> [DIRECTIONS]:
In full and without changes, output the data.

> [WORKING DATA]:
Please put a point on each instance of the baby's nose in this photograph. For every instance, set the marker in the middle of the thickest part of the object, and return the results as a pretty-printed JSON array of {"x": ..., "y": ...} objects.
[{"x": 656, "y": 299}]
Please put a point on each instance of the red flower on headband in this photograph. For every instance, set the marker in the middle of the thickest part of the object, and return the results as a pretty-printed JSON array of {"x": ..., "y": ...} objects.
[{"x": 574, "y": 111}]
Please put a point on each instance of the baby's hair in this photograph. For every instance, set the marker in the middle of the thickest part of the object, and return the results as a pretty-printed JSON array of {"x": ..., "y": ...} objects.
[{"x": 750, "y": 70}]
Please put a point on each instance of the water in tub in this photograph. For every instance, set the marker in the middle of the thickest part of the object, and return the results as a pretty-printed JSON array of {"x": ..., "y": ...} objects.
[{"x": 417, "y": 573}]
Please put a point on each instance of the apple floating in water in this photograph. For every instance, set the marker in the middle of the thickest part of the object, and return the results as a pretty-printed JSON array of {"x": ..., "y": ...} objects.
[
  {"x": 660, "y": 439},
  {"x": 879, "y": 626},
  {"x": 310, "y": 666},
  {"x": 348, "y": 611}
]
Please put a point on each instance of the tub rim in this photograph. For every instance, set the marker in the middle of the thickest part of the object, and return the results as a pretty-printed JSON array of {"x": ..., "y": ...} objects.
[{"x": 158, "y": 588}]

> [RESULT OF THIS TASK]:
Please put a point on each instance of the baby's nose in this photograph. For every instance, set the marker in the middle of the thickest part of the object, and return the results as a pretty-printed JSON array of {"x": ..., "y": ...} objects.
[{"x": 656, "y": 299}]
Please put a point on each instance of the red flower on headband in this photograph. For every instance, set the marker in the middle of the thickest part of the object, and return the results as a pretty-printed JSON array of {"x": ..., "y": ...} objects.
[{"x": 574, "y": 111}]
Please put a point on each instance of the baby's hair in this photograph. For every instance, set the marker in the middle of the thickest part of the object, and return the results as a pretty-printed JSON array of {"x": ..., "y": ...} objects.
[{"x": 750, "y": 70}]
Please put a point on each instance of the water in tub in this photograph. For every instance, set the marker in the middle of the thickest part of the object, and return the results as a pretty-printed JSON array of {"x": ..., "y": ...} objects.
[{"x": 417, "y": 573}]
Please put a point on each instance of the apple floating in water in this photograph. For every instance, set the marker in the middle of the thickest part of the object, and return the results as a pretty-printed JSON array of {"x": ..., "y": ...} objects.
[
  {"x": 660, "y": 439},
  {"x": 879, "y": 626},
  {"x": 310, "y": 666},
  {"x": 348, "y": 611}
]
Please put a point on each instance of the tub rim in this photograph. For every instance, set the marker in the middle of the thickest part of the object, and return the results as a pretty-printed JSON array of {"x": ..., "y": ...} objects.
[{"x": 158, "y": 588}]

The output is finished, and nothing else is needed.